#### WHAT NEEDS TO BE DONE:
According to the court opinion excerpt, which companies issued the successive CGL policies that insured Abex between 1943 and 1974?

#### GIVEN PASSAGE:
We remand the case to the District Court for further proceedings on the insurers’ duty to indemnify Abex under the so-called “injury-in-fact” trigger as specified in American Home Products. We further [300]*300conclude that the insurers have a duty to defend Abex in all cases in which the complaint “permits proof” of facts establishing coverage. Only if the insurers establish as a matter of law that there is no possibility of coverage can they avoid their duty to defend Abex. We therefore hold that the insurers have an immediate duty to defend Abex in its asbestos cases until they present positive proof that no coverage is possible.

Finally, we hold that Maryland Casualty Company has no duty to indemnify or defend Abex until the District Court expressly determines that Abex was covered by Maryland Casualty Company policies.

■I. Background

Abex is a manufacturer engaged in the sale and distribution of brake-linings for railroad cars, automobiles, trucks and industrial machinery. These products once contained asbestos and, as a result, Abex is now a defendant in over 200 asbestos tort cases. Although Abex was insured between 1943 and 1974 by successive CGL policies issued by Maryland Casualty Company (“Maryland”),6 Travelers Insurance Company (“Travelers”), and Liberty Mutual Insurance Company (“Liberty”), these insurers have refused to defend or indemnify Abex in all but one of Abex’s asbestos cases.

#### RECORD EXCERPTS:
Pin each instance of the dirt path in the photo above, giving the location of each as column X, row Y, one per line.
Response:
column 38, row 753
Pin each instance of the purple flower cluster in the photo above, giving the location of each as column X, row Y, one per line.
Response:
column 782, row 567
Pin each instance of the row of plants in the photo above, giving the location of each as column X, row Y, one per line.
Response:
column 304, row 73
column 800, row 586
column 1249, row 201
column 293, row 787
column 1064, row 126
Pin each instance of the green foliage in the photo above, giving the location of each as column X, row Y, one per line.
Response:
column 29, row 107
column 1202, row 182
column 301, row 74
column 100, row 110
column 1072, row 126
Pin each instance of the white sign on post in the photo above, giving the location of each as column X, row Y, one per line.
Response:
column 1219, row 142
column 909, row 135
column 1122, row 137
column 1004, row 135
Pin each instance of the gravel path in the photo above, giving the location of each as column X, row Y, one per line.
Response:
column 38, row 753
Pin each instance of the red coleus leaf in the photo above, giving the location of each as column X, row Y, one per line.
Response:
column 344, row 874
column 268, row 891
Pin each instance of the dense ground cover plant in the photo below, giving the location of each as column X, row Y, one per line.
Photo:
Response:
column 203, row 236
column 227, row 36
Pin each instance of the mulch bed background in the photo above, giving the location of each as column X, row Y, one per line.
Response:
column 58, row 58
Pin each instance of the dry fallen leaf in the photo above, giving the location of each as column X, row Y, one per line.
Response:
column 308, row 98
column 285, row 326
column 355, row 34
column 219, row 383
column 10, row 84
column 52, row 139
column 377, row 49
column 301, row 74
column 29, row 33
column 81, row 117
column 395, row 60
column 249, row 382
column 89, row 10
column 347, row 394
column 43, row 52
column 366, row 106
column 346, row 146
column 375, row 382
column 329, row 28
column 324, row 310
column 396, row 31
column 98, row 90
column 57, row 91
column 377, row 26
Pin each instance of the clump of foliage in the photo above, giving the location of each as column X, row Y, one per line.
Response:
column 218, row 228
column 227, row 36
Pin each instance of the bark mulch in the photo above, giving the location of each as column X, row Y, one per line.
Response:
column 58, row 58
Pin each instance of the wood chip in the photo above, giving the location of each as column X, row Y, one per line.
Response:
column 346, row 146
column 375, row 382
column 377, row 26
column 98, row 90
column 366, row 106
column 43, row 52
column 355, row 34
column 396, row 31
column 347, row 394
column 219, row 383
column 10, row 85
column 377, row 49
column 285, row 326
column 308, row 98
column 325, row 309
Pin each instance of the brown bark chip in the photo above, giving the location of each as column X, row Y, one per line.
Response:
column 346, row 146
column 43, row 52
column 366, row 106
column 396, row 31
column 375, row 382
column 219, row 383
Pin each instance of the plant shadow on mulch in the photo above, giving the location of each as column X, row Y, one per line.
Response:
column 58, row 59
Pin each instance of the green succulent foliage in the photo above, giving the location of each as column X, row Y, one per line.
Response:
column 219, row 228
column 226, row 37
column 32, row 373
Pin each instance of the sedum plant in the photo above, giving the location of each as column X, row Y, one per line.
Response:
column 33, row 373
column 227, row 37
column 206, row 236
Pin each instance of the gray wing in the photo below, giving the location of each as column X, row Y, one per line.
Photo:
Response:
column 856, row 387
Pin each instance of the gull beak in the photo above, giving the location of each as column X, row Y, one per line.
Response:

#### FINAL ANSWER:
Maryland Casualty Company, Travelers Insurance Company, and Liberty Mutual Insurance Company.